ReplyDeleteWell, Ok. As predicted, it took more effort to correct Kottmeyer for the skeptic than it took Kottmeyer to produce his article. The skeptic could have gotten the truth with a minute of googling, but instead wanted others to do the work. That's why I call ufo skeptics energy vampires. They live off the sweat of the living.
By repurposing 'saucer' as a description of motion, Arnold did not do so to deny they were disc-like shapes, otherwise he would have said so. He would have denied he said anything at all about disc-like shapes, and blamed the press for misunderstanding him on shape altogether, not merely on the word 'saucer'.
It is the word 'saucer' he wanted to be rid of because of the crockery mockery, which I'd guess was psychologically excruciating, and angered him. He wanted to make his use of 'saucer' into just another metaphor for motion. I can't see any other explanation.
I think I understand Arnold's reasoning that led to the wraith-like shape in the 1950s. I'll post a comment on foreshadower about it in a day or so.
Regards,
Don
Don writes: "That's why I call ufo skeptics energy vampires. They live off the sweat of the living."
ReplyDeleteWhat on earth does this mean?
Is he saying that UFO skeptics don't do any work? I suggest it is mainly the ET proponents who don't bother to work on, or analyse, a big sighting. Some cases just don't yield easily. They require days or weeks of research to get at the answer. Sometimes the skeptics solve the case, but only after hard work.
Some cases yield easily, others do not. Some never do. These are called 'unknowns'. Sometimes these 'unknowns' later become 'knowns' because vital facts are not discovered until months or years afterwards.
In the Arnold case, I assume it will remain unidentified forever. But it is still remotely possible that someone has overlooked a vital fact relating to the case that will change it into an IFO. The pelicans idea fell flat. So what? Has the 'visitors from outer space' idea done any better? It is just a default 'solution' because nobody can find an acceptable earthly solution.

> PROBLEMS TO WORK ON
#1 Set down the part of the comments on the Arnold sighting starting with "I think I understand" and going on through "after hard work.".
#2 In the comments on the Arnold sighting, what term does Don use for UFO skeptics?

Saved entries:
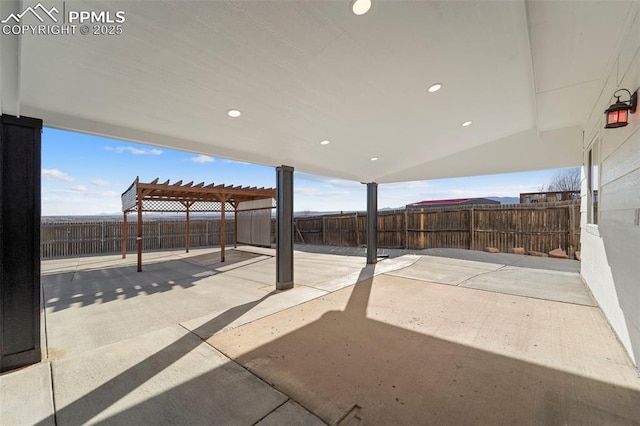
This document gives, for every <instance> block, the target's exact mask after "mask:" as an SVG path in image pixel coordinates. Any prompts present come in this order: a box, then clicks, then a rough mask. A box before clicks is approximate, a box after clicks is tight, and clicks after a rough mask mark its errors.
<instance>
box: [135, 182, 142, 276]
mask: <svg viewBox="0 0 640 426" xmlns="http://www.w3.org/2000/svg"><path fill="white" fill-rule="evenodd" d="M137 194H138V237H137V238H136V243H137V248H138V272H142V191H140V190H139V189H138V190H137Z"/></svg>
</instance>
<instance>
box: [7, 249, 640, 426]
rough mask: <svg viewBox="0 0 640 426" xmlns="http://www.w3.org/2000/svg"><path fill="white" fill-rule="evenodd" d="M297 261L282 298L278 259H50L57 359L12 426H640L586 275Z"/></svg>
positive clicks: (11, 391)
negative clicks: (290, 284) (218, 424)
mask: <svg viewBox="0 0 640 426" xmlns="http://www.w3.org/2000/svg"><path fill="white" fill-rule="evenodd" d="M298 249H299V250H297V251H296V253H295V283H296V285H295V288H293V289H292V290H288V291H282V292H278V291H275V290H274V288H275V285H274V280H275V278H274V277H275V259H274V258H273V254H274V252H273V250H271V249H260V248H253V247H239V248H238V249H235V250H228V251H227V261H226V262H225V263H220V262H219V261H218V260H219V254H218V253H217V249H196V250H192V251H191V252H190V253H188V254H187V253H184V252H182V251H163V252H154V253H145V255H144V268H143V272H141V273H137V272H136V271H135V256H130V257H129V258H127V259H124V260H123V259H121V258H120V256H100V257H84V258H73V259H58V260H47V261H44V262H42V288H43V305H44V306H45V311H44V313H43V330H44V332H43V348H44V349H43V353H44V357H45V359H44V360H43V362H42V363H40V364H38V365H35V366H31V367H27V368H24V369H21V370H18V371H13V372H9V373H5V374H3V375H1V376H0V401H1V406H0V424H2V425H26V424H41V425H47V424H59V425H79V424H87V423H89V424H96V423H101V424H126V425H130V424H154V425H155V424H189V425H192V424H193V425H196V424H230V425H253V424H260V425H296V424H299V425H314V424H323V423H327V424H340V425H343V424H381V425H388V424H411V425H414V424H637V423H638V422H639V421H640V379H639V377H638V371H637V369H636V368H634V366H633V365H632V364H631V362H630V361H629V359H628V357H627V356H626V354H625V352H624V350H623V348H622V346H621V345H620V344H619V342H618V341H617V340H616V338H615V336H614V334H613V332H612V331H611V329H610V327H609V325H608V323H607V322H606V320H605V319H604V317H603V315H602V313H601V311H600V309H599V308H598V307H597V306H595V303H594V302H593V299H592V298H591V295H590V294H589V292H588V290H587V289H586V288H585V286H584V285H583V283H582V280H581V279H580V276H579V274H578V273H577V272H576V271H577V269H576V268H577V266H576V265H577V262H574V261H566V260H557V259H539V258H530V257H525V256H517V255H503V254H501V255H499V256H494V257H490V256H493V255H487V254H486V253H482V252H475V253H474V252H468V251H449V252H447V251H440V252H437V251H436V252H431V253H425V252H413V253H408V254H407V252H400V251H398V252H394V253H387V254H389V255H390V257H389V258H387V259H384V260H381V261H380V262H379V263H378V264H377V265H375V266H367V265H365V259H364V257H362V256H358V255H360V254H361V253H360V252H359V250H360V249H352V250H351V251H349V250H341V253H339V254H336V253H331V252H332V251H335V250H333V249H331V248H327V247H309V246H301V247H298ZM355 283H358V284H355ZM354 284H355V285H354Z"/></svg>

> ANSWERS FOR THIS EXERCISE
#1
I think I understand Arnold's reasoning that led to the wraith-like shape in the 1950s. I'll post a comment on foreshadower about it in a day or so.
Regards,
Don
Don writes: "That's why I call ufo skeptics energy vampires. They live off the sweat of the living."
ReplyDeleteWhat on earth does this mean?
Is he saying that UFO skeptics don't do any work? I suggest it is mainly the ET proponents who don't bother to work on, or analyse, a big sighting. Some cases just don't yield easily. They require days or weeks of research to get at the answer. Sometimes the skeptics solve the case, but only after hard work.

#2 Energy vampires.